• **INSTRUCTIONS FOR THE TASK**
Render the records from the line with "Highlight the woman's right" up to and including the line with "[470,377,596,496]" as a Markdown table with two columns, Row and Line. Number each line in Row, put its text in Line, and leave out any blank lines.

★ ★ ★

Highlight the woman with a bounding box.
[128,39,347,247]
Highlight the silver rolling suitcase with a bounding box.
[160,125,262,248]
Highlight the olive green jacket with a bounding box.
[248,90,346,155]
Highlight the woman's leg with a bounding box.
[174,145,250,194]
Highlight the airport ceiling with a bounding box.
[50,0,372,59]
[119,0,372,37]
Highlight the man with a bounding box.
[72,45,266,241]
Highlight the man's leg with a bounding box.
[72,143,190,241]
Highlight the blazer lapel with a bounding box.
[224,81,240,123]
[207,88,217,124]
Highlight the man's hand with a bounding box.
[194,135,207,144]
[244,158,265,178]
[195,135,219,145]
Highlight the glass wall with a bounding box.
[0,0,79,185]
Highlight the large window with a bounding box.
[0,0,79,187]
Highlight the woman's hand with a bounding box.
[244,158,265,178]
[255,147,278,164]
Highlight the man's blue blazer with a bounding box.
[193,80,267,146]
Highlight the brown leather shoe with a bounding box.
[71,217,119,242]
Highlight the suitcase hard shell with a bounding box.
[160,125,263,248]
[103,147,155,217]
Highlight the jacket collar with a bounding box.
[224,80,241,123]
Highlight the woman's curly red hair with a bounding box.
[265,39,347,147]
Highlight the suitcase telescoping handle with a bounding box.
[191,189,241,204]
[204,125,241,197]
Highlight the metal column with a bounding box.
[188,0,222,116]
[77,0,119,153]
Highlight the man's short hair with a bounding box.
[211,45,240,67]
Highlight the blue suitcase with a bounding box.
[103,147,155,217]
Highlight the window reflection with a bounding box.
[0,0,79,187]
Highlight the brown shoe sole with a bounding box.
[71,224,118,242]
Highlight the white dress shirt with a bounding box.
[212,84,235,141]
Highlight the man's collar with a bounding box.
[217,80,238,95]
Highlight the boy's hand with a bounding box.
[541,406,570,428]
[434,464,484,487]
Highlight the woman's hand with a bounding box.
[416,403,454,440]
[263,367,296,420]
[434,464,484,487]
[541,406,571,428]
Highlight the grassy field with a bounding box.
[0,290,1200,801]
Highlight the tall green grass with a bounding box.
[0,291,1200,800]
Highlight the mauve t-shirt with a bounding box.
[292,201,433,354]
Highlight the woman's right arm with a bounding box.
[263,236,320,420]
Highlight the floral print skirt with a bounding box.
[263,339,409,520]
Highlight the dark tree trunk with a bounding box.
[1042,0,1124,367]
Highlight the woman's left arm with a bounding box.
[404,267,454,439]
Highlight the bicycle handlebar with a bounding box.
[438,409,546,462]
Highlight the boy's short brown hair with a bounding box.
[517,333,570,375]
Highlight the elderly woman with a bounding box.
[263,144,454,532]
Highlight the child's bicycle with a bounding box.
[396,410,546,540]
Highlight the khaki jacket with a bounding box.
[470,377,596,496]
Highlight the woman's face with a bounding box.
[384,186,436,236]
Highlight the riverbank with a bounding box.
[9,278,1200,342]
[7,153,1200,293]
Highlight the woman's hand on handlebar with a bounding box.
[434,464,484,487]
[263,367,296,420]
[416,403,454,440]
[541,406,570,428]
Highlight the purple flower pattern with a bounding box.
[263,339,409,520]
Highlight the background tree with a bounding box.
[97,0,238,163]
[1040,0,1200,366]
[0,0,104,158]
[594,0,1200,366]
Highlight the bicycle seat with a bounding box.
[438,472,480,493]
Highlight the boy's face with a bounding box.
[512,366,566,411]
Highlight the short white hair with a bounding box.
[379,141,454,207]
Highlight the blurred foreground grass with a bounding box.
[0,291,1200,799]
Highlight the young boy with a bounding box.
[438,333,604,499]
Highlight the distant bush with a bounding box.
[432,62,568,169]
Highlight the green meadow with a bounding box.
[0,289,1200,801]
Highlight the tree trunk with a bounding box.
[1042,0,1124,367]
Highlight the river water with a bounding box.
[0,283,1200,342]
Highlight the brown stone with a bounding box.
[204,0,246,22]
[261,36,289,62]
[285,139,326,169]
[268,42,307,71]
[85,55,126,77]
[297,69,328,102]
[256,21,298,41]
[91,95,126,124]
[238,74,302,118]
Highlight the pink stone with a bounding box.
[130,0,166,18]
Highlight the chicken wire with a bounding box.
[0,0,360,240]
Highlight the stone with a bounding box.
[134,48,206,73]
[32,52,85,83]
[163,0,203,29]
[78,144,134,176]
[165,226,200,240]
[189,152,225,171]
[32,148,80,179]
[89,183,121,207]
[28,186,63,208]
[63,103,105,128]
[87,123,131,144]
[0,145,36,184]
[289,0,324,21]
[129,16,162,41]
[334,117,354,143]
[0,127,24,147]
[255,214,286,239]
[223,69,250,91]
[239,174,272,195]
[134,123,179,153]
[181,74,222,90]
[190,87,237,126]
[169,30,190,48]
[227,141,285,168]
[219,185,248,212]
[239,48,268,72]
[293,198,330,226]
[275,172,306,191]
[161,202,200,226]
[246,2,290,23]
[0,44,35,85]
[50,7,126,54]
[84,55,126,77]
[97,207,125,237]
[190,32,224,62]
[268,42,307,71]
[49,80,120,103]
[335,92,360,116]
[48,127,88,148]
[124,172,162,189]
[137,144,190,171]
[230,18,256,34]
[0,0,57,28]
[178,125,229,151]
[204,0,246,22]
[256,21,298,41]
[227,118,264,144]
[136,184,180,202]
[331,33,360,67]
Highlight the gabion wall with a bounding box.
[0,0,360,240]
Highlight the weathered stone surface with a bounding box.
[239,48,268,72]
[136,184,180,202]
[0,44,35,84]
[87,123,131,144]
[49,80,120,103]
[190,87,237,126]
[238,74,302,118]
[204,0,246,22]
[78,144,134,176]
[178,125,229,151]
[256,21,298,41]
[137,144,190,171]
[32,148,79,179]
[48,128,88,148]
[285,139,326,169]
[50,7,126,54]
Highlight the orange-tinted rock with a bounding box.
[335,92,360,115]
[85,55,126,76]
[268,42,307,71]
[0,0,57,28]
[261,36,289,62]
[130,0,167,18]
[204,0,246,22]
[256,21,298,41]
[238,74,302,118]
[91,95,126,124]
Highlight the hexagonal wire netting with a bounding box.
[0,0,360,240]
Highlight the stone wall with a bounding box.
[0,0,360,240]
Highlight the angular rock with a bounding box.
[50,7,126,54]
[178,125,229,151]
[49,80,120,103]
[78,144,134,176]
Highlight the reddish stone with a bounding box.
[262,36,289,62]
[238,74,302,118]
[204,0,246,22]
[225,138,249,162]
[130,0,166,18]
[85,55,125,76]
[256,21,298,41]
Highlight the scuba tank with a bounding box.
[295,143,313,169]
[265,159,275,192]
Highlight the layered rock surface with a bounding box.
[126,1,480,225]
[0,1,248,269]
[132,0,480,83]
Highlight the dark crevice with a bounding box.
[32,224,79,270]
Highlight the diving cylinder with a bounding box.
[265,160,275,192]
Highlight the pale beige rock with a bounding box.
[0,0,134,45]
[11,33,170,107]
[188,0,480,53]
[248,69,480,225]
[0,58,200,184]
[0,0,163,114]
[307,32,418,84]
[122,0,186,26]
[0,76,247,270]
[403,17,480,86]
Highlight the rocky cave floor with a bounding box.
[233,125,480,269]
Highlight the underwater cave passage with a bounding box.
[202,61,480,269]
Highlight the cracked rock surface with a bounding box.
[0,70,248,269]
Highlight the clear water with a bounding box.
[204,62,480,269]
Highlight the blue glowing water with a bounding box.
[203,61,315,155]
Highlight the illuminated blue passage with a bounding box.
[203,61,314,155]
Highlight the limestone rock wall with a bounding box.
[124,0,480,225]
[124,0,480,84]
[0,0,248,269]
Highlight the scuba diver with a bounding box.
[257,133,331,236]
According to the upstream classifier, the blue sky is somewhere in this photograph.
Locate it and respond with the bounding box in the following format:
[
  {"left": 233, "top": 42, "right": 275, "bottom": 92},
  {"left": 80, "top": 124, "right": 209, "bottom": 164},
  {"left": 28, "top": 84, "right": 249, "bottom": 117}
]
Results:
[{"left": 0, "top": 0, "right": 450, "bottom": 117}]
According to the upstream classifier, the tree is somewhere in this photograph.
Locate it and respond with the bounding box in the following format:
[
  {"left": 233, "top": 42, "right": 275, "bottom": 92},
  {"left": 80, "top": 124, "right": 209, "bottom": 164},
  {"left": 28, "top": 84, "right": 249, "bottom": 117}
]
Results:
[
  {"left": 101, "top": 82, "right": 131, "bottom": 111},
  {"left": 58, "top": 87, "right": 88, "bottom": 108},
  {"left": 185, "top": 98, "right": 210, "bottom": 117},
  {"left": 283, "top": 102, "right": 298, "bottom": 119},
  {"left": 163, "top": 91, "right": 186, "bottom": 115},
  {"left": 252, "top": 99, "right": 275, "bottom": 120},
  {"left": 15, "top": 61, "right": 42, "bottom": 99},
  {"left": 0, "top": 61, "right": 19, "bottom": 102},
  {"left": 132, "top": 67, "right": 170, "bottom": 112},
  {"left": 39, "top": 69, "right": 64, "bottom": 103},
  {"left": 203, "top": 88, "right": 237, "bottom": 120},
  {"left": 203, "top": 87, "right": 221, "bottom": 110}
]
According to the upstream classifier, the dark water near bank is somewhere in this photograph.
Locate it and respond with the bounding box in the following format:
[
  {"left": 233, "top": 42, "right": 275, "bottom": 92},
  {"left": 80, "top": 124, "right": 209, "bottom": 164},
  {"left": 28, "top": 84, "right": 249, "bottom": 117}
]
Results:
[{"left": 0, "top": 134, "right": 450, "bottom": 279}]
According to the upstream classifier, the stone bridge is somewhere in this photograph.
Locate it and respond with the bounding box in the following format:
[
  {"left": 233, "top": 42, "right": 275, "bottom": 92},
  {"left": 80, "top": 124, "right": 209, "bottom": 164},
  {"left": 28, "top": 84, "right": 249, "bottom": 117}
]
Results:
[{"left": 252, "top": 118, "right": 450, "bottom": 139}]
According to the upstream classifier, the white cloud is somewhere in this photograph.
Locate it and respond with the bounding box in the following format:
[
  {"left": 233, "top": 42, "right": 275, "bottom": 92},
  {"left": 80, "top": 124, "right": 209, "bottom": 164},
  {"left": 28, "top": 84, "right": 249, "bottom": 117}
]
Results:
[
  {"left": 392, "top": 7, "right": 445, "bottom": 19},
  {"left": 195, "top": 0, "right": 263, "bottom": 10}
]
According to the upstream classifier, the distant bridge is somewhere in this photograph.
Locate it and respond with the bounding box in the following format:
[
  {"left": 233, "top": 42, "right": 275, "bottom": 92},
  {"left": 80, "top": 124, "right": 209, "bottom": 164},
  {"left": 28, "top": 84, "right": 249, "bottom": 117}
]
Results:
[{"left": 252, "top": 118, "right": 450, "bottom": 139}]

★ ★ ★

• **EXERCISE RESULT**
| Row | Line |
|---|---|
| 1 | Highlight the woman's right arm with a bounding box. |
| 2 | [263,236,320,420] |
| 3 | Highlight the floral print skirt with a bounding box. |
| 4 | [263,339,409,520] |
| 5 | Highlight the dark tree trunk with a bounding box. |
| 6 | [1042,0,1124,367] |
| 7 | Highlight the woman's left arm with a bounding box. |
| 8 | [404,267,454,439] |
| 9 | Highlight the bicycle handlebar with a bounding box. |
| 10 | [438,409,546,462] |
| 11 | Highlight the boy's short brown hair with a bounding box. |
| 12 | [517,333,570,375] |
| 13 | Highlight the elderly woman with a bounding box. |
| 14 | [263,144,454,532] |
| 15 | Highlight the child's bicycle with a bounding box. |
| 16 | [396,410,546,540] |
| 17 | Highlight the khaki jacket with a bounding box. |
| 18 | [470,377,596,496] |